_ESTRATTO DEL TESTO_.

::::

GLI ALBERI SONO LA VERSIONE MIGLIORE DI NOI
L’albero è un patrimonio dell’umanità non solo per la sua funzione ecositemica e la sua importanza per la vita del pieneta, ma anche per il suo valore simbolico. Un tempo gli alberi erano considerati espressione del divino e a ogni albero erano attribuite funzioni particolari. L’albero è presente in quasi tutte le culture, religioni, miti e leggende popolari.
Gli alberi siamo noi, tutti simili ma differenti, sono la nostra storia e fanno parte delle nostre tradizioni. Viene facile quando si è davanti un particolare albero attriburgli una sorta di personificazione, è come se si percepisse il suo carattere, maestoso e solenne, schivo, intrigante, sfacciato e ironico, solitario. Spesso capita che in un bosco, dove di alberi ce ne sono tanti, l’occhio cada proprio su di uno in particolare, che per un qualche motivo ci colpisce e lo osserviamo magari non a lungo ma con intensità.
Talvolta, un albero umanizza un paesaggio meglio di quanto farebbe un uomo.
(Gilbert Cesbron)
Gli alberi sono la versione migliore di noi, cooperano tra loro, sanno adattarsi e affrontare le avversità, si aiutano tra loro, non sono razzisti e non hanno pregiudizi. A conferma di ciò sono molti gli studi che sono stati svolti e che ad oggi vengono portati avanti per decrifrare come essi comunicano tra loro e come si comportano singolarmente e in comunità.
Stefano Mancuso, scienziato di prestigio mondiale, professore all’Università di Firenze, dirige il Laboratorio internazionale di neurobiologia vegetale (LINV) è autore di libri, volumi scientifici e di centinaia di pubblicazioni. Da tempo Mancuso sostiene che le piante siano intelligenti. La natura invisibile, silenziosa e apparentemente immobile delle piante se osservata al microscopio elettronico ci svela un universo di fantastica perfezione. Mentre il genere umano muove ancora i primi passi in un mondo dove ogni cosa è connessa, le piante hanno sviluppato un’intelligenza di rete, distribuita e senza un centro di comando per interagire con l’ambiente che le circonda. E lo fanno da qualche miliardo di anni, da quando cioè i primi organismi unicellulari cominciarono attraverso la fotosintesi a trasformare la luce del Sole in energia chimica. Sembrebbe anche che le piante non dimenticano e che apprendano. La sensitiva (Mimosa pudica) chiude le foglioline quando si sente minacciata. Se viene ripetutamente sottoposta allo stesso stimolo, però, ad un certo punto capisce che non c’è nulla da temere e non lo fa più. A distanza di un mese, sottoponendola di nuovo a quello stimolo, non chiuderà le foglie. Quindi è in grado di ricordare. Mancuso, inoltre, è convinto che le piante possano vedere: questo spiegherebbe perché la boquilla (Boquilla trifoliata) riesca a mimetizzarsi imitando colore, forma e dimensioni delle foglie della pianta più vicina, proprio come farebbe un camaleonte. Le piante, gli alberi sono esseri sorprendenti è indiscutibile e non servono particlori studi scientifici percomprendere che ci danno benessere, senza chiedere nulla in cambio.

::::

_ISTRUZIONI_.
Ricopia parola per parola il tratto del testo sugli alberi che va da "Gli alberi siamo" fino a "(Gilbert Cesbron)".

::::

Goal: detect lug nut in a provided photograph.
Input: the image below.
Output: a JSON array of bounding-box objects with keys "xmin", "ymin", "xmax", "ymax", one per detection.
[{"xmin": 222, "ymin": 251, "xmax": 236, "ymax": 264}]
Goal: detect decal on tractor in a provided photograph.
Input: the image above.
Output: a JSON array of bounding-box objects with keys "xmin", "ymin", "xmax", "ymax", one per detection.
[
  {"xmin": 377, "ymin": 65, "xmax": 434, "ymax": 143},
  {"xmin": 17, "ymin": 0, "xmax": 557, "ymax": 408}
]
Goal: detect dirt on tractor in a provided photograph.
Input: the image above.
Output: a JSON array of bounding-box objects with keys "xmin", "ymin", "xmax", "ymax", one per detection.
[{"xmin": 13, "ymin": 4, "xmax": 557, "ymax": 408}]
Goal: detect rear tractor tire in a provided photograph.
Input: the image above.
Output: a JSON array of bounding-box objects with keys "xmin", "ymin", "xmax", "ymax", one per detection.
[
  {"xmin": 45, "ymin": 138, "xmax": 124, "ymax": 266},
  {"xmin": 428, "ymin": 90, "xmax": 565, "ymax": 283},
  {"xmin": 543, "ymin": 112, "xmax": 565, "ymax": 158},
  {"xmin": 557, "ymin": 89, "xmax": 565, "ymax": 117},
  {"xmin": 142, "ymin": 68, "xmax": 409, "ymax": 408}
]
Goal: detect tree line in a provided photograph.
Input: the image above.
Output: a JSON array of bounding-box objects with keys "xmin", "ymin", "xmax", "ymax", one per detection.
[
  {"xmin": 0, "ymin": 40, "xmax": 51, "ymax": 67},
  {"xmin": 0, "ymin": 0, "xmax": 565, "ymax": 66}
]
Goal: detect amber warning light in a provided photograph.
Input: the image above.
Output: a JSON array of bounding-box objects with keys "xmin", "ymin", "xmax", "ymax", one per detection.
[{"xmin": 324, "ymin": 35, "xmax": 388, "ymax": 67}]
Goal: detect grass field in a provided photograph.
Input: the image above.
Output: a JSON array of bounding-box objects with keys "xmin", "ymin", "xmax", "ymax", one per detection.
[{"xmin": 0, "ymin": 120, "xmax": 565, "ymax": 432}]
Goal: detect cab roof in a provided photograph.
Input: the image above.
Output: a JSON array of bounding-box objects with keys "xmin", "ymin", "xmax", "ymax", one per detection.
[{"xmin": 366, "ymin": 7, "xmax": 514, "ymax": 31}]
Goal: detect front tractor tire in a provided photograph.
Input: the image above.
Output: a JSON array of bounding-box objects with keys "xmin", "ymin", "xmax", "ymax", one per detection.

::::

_SOLUZIONE_.
Gli alberi siamo noi, tutti simili ma differenti, sono la nostra storia e fanno parte delle nostre tradizioni. Viene facile quando si è davanti un particolare albero attriburgli una sorta di personificazione, è come se si percepisse il suo carattere, maestoso e solenne, schivo, intrigante, sfacciato e ironico, solitario. Spesso capita che in un bosco, dove di alberi ce ne sono tanti, l’occhio cada proprio su di uno in particolare, che per un qualche motivo ci colpisce e lo osserviamo magari non a lungo ma con intensità.
Talvolta, un albero umanizza un paesaggio meglio di quanto farebbe un uomo.
(Gilbert Cesbron)